_Information supplied_:
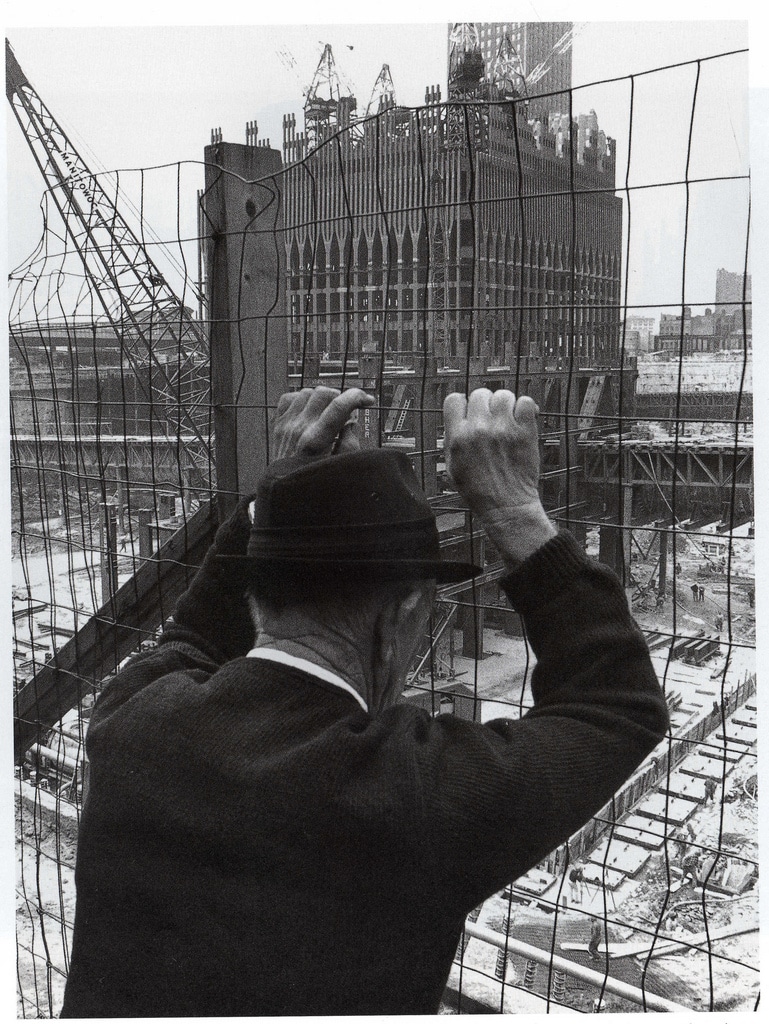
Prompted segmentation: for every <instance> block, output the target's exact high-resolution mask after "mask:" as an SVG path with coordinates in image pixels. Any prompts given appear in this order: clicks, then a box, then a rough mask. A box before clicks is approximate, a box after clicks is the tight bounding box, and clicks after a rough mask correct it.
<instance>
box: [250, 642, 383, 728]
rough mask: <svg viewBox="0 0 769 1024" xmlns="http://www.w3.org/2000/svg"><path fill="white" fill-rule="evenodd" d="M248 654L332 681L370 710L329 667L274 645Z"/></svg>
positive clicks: (365, 708)
mask: <svg viewBox="0 0 769 1024" xmlns="http://www.w3.org/2000/svg"><path fill="white" fill-rule="evenodd" d="M246 656H247V657H258V658H260V659H261V660H262V662H277V663H279V664H280V665H288V666H289V667H290V668H292V669H299V671H300V672H304V673H306V674H307V675H308V676H315V678H316V679H323V680H324V682H327V683H331V685H332V686H337V687H338V688H339V689H340V690H344V692H345V693H349V694H350V695H351V696H353V697H354V698H355V699H356V700H357V702H358V703H359V705H360V707H361V708H362V709H364V711H367V712H368V710H369V706H368V705H367V702H366V701H365V700H364V698H362V697H361V696H360V694H359V693H358V692H357V690H356V689H354V687H352V686H350V684H349V683H348V682H346V681H345V680H344V679H342V678H341V676H338V675H337V674H336V673H335V672H329V670H328V669H323V668H322V667H321V666H319V665H314V664H313V663H312V662H308V660H307V659H306V658H304V657H295V656H294V654H287V653H286V651H283V650H275V648H274V647H254V648H253V650H250V651H249V652H248V654H247V655H246Z"/></svg>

_What you should do_: Go from the first line of the data above to the line containing "rough mask: <svg" and retype exactly those lines, both included, but none of the pictures.

_Problem solution_:
Prompted segmentation: for every <instance> block, output the target's exact high-resolution mask after "mask:" as an SVG path with coordinates in image pixels. Any prompts given appear in this order: clicks, then a box, then a rough mask. A box before clicks is approximate, a box after clicks is the tight bounding box, and clicks after a rough mask correct it.
<instance>
box: [250, 642, 383, 728]
rough mask: <svg viewBox="0 0 769 1024" xmlns="http://www.w3.org/2000/svg"><path fill="white" fill-rule="evenodd" d="M248 654L332 681L370 710L329 667L274 645Z"/></svg>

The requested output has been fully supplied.